■ Page excerpt
———

Should I use YAML or JSON for embeddings text?

Should I format my input data as human readable YAML?
Product: iPhone
Review: I dont like the new version

or machine readable JSON?
“Product”: “iPhone”,
“Review”: “I dont like the new version”

Does embeddings vector change based on the data format?

Hi and welcome to the developer forum!

You pay per token, so the less of them you have, the cheaper it will be.

How you format data will of course change the vectors, but by how much is something you will need to experiment with, create a subset of your data and try in both formats and try that with some predefined queries and see which give you the best results.

1 Like

I had same experience and mostly it makes no difference how you structure your data, gpt focuses mostly on the contents, not the structure of data.

My experience somehow , is different than this. GPT will actually skip some of your items.

———

Entries in a dataset

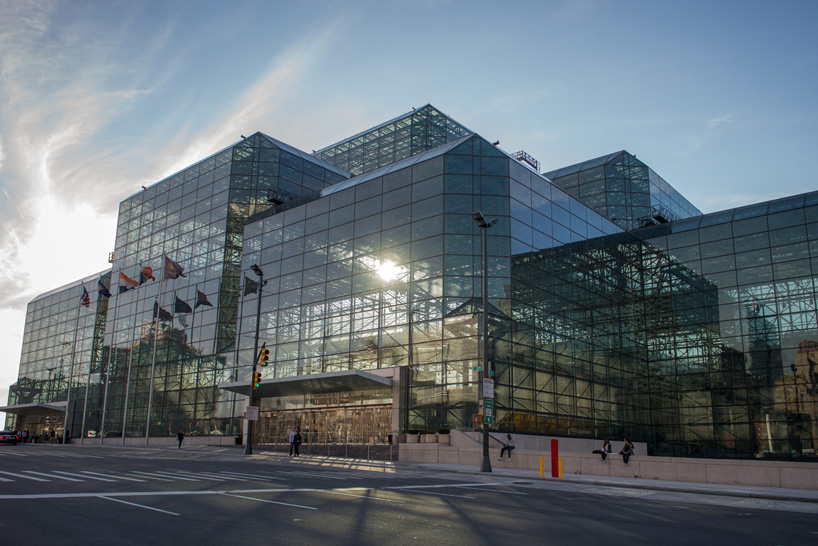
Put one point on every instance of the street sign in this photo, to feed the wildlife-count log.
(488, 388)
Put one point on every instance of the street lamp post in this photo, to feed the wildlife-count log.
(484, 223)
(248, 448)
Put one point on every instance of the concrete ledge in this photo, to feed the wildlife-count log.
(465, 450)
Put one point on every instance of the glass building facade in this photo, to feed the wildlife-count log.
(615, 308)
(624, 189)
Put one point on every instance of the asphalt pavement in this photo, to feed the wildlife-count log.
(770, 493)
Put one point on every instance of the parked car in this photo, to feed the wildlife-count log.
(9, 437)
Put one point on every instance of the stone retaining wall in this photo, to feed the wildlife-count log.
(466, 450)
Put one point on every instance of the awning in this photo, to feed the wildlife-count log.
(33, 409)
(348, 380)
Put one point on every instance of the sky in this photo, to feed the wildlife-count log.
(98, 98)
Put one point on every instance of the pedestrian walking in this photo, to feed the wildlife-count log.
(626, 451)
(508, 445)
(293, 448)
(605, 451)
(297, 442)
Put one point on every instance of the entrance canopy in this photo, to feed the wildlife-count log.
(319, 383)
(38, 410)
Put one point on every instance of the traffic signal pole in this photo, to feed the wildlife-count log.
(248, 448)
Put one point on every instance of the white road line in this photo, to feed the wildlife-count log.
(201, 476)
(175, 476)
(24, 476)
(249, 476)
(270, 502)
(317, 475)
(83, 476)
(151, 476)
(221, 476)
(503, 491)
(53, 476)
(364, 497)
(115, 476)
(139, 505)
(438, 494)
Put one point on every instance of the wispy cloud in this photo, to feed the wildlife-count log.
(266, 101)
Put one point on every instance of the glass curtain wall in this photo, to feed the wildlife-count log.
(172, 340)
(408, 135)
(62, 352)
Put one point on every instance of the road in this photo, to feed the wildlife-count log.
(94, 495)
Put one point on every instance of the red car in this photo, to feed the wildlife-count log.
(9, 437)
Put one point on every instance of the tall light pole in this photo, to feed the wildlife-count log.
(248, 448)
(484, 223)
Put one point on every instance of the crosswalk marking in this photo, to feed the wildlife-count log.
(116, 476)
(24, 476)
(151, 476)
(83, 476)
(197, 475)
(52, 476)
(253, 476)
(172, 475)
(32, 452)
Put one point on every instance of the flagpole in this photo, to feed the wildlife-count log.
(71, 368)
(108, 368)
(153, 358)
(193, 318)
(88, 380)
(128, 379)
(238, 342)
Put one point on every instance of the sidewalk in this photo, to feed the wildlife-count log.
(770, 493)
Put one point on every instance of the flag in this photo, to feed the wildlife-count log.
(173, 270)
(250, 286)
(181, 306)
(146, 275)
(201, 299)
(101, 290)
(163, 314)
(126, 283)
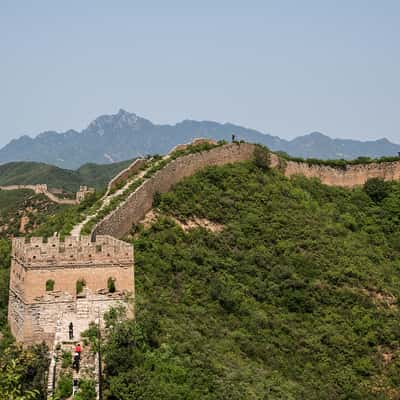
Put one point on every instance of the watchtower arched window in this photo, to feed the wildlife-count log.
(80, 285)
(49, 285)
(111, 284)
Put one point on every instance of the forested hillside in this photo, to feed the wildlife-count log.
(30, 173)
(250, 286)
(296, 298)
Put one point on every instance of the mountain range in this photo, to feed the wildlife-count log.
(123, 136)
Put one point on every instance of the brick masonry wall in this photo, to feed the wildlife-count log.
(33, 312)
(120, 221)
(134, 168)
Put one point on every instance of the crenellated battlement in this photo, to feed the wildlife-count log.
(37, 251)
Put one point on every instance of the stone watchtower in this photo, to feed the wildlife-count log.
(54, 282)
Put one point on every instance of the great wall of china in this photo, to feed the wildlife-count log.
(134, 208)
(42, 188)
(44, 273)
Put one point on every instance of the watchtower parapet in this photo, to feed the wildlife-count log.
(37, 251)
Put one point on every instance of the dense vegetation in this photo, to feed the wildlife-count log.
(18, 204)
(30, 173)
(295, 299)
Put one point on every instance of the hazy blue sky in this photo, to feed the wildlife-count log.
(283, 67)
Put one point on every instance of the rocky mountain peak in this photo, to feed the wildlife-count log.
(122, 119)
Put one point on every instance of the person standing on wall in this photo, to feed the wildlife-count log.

———

■ The problem
Carry on the forum thread about formatting embeddings input as YAML or JSON, beginning after its final sentence. The entries are separate material and are not part of the forum thread.

■ Exercise output
if you have questions on 100 items like this:
product name:xxx
product state:xxx
and you ask 100 questions within one prompt, for each one of the item.

you wilk get less than 100 answers, gpt will skip some of them and I dont know why.

So the problem you will probably have, is not the data structure of it, it is how GPT understand your question and give back answers.

1 Like

Thanks, @ davidcurious977! I am planning to use embeddings and not prompt. Does embeddings focus on the contents instead of the structure of data similar to GPT prompt?